Saved entries

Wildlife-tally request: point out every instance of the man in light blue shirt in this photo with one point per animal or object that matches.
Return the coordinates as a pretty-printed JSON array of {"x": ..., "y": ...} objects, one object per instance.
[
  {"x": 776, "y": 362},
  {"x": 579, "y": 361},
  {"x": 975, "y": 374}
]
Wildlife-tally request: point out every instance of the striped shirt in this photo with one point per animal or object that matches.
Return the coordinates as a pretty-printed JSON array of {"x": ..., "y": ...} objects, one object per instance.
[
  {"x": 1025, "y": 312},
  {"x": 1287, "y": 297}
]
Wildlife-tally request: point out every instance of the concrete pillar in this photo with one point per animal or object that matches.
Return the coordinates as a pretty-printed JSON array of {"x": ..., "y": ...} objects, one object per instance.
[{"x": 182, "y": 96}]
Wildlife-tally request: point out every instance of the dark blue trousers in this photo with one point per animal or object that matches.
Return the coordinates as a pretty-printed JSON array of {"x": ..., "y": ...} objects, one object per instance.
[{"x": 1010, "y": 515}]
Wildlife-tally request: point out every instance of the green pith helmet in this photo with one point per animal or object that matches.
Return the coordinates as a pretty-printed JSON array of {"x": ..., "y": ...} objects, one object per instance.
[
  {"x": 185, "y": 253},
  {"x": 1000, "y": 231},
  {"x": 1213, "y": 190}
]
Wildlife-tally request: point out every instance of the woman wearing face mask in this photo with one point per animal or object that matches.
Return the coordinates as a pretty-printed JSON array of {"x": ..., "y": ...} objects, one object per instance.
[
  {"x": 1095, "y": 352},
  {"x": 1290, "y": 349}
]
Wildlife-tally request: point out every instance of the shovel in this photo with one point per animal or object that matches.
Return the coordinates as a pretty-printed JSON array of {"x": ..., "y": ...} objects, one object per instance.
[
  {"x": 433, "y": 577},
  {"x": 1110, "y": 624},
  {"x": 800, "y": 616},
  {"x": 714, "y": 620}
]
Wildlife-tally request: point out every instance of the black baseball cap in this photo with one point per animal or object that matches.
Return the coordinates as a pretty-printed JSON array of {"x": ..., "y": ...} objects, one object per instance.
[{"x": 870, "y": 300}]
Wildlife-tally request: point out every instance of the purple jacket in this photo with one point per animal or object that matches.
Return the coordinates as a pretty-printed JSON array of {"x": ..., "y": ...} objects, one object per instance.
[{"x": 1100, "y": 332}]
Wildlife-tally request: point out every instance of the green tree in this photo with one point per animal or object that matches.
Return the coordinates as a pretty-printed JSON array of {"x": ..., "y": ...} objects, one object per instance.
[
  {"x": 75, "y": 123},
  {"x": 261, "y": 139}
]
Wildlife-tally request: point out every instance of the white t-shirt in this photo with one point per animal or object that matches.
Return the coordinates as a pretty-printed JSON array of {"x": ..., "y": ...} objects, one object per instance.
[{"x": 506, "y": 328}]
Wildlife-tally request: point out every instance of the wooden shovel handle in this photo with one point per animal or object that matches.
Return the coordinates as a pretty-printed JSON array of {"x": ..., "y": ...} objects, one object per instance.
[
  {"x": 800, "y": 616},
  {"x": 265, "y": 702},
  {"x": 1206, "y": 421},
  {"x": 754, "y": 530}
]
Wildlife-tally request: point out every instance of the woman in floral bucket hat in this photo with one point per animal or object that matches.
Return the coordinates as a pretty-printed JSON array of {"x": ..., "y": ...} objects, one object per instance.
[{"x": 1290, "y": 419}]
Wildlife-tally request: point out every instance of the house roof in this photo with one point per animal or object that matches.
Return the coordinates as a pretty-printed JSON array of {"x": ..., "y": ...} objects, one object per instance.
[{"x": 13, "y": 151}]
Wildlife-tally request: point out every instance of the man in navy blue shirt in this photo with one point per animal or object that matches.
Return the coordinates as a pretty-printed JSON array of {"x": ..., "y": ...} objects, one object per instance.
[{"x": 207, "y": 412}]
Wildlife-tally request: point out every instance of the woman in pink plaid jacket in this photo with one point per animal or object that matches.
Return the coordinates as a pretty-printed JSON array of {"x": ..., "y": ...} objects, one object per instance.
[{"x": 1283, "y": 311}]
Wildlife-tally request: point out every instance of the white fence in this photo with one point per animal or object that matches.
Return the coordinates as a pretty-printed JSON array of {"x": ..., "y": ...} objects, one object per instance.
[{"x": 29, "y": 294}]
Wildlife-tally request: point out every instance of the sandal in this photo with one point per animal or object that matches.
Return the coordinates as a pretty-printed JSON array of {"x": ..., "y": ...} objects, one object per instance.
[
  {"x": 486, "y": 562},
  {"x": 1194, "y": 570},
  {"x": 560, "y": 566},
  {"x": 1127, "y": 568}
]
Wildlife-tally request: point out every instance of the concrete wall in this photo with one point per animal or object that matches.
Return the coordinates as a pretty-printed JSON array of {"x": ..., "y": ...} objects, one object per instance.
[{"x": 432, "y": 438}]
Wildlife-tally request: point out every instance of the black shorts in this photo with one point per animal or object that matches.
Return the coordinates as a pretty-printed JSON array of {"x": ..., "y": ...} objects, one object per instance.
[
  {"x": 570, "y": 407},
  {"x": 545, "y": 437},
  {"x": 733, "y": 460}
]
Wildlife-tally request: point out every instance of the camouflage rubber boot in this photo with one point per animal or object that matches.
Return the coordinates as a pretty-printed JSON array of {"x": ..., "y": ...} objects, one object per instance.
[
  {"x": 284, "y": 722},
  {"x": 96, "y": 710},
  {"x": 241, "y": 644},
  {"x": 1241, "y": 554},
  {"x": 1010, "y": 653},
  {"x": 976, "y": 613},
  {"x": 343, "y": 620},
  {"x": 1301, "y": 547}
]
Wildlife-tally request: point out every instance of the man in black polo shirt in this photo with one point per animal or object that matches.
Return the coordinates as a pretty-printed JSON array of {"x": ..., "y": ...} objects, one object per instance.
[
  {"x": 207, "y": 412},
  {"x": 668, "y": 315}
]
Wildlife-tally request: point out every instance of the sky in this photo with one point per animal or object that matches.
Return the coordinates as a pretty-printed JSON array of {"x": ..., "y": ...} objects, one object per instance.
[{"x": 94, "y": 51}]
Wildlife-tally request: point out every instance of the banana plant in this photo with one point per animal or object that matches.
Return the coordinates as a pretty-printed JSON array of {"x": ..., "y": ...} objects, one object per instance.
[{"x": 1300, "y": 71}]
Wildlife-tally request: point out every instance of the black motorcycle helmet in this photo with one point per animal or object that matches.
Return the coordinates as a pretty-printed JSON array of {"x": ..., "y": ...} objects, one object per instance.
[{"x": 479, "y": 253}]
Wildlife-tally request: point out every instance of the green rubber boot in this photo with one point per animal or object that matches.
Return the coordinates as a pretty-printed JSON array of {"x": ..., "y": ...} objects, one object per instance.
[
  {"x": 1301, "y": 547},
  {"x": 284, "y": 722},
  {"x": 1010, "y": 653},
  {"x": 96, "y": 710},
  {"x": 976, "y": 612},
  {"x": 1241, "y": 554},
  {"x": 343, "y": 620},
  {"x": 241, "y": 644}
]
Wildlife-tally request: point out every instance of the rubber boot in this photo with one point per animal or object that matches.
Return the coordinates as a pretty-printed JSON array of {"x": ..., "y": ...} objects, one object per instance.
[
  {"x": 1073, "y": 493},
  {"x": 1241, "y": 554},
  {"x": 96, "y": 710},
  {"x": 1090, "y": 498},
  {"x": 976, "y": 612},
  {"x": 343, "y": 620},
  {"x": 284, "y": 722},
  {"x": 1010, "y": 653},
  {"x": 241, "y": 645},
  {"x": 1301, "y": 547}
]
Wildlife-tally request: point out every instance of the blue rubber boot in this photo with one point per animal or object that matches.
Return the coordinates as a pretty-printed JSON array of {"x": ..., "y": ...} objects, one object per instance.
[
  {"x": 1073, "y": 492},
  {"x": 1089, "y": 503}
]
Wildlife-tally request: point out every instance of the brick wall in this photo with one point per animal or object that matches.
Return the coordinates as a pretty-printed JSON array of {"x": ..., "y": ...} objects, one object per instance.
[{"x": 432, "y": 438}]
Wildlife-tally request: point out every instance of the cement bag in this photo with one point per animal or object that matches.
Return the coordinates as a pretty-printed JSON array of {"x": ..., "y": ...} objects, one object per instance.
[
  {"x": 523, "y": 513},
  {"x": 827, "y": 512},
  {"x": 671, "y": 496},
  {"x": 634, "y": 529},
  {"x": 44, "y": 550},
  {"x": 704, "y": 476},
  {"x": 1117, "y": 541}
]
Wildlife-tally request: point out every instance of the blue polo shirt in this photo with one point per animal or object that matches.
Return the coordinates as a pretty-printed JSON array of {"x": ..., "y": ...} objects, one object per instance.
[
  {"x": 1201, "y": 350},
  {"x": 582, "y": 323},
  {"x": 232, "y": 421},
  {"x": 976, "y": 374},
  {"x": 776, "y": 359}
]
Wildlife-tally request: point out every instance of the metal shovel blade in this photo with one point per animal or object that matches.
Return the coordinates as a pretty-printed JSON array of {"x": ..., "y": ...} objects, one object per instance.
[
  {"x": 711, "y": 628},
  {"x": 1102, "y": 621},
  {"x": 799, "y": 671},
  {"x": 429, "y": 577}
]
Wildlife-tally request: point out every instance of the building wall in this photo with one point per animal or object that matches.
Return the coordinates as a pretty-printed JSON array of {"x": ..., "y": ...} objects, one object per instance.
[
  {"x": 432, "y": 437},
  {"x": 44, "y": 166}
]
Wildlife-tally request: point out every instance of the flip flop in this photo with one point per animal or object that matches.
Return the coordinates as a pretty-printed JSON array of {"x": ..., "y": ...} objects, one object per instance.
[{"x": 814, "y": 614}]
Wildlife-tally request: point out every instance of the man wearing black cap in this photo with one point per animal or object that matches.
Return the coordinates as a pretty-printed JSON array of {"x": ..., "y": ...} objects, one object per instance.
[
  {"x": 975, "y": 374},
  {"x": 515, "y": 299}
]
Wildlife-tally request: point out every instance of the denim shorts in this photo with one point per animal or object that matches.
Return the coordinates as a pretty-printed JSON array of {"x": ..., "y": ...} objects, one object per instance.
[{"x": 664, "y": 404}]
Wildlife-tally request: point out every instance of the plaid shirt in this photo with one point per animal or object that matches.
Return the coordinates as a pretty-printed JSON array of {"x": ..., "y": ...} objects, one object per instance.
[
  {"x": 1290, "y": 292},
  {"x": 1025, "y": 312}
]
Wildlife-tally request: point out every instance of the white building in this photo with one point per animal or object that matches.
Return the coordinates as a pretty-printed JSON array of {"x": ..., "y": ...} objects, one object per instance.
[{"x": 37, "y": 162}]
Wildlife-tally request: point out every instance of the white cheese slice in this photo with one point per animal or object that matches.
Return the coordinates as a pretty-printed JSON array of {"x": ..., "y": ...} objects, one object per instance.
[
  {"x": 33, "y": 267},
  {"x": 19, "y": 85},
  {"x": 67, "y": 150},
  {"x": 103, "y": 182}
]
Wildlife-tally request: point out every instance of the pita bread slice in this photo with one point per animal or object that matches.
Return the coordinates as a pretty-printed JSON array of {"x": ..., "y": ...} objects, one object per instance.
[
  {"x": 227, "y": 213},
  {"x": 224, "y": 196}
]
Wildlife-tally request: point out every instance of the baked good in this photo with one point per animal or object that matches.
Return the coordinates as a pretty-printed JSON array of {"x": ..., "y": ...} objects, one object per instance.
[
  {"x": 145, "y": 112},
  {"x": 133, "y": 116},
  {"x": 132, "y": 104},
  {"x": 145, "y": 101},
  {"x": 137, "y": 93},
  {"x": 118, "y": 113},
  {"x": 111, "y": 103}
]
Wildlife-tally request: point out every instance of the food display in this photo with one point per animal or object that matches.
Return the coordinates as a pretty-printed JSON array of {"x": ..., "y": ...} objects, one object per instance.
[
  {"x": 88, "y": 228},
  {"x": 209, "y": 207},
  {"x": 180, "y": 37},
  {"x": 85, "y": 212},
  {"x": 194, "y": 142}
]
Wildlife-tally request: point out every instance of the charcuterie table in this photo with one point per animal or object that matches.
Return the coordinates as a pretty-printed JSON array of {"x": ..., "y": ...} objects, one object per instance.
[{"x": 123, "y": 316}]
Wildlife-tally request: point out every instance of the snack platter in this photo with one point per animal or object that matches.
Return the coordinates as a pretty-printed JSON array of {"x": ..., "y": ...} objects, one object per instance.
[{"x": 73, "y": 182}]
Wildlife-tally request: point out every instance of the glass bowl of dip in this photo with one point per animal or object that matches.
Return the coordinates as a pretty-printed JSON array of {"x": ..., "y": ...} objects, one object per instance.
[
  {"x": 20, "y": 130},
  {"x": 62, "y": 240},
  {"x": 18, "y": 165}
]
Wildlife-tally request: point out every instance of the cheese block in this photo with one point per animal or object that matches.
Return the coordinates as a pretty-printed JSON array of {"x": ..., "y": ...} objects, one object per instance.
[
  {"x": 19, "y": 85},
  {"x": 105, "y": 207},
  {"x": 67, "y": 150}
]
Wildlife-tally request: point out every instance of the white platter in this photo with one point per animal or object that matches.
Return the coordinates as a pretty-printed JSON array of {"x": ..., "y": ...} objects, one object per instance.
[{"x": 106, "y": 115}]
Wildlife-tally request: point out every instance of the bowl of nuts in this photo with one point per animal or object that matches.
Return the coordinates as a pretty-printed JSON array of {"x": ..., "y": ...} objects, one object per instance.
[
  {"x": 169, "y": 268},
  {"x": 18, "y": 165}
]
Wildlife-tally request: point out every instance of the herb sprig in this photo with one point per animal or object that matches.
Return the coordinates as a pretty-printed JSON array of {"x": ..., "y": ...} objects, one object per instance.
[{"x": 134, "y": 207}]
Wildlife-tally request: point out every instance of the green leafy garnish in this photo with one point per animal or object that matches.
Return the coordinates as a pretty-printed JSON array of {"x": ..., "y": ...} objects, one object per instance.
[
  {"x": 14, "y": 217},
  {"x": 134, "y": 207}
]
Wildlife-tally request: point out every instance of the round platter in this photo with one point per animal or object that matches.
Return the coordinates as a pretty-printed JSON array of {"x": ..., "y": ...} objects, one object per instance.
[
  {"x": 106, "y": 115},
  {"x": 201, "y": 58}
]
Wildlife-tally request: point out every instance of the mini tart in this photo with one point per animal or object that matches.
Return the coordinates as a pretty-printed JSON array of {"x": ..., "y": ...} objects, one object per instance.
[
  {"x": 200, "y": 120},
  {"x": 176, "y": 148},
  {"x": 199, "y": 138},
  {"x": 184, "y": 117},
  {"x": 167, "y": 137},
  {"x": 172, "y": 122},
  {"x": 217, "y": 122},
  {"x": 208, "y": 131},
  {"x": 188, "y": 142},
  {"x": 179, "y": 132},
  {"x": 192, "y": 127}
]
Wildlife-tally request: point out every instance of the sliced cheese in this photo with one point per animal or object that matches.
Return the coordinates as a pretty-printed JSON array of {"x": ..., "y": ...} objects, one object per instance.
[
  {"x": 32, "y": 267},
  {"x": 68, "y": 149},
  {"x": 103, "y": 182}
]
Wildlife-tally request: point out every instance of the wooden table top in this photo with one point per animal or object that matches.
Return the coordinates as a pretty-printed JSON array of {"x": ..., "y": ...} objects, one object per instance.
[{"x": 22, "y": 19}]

**Problem description**
Return only the number of lines in the data above that hold the word "building".

**Solved exercise**
2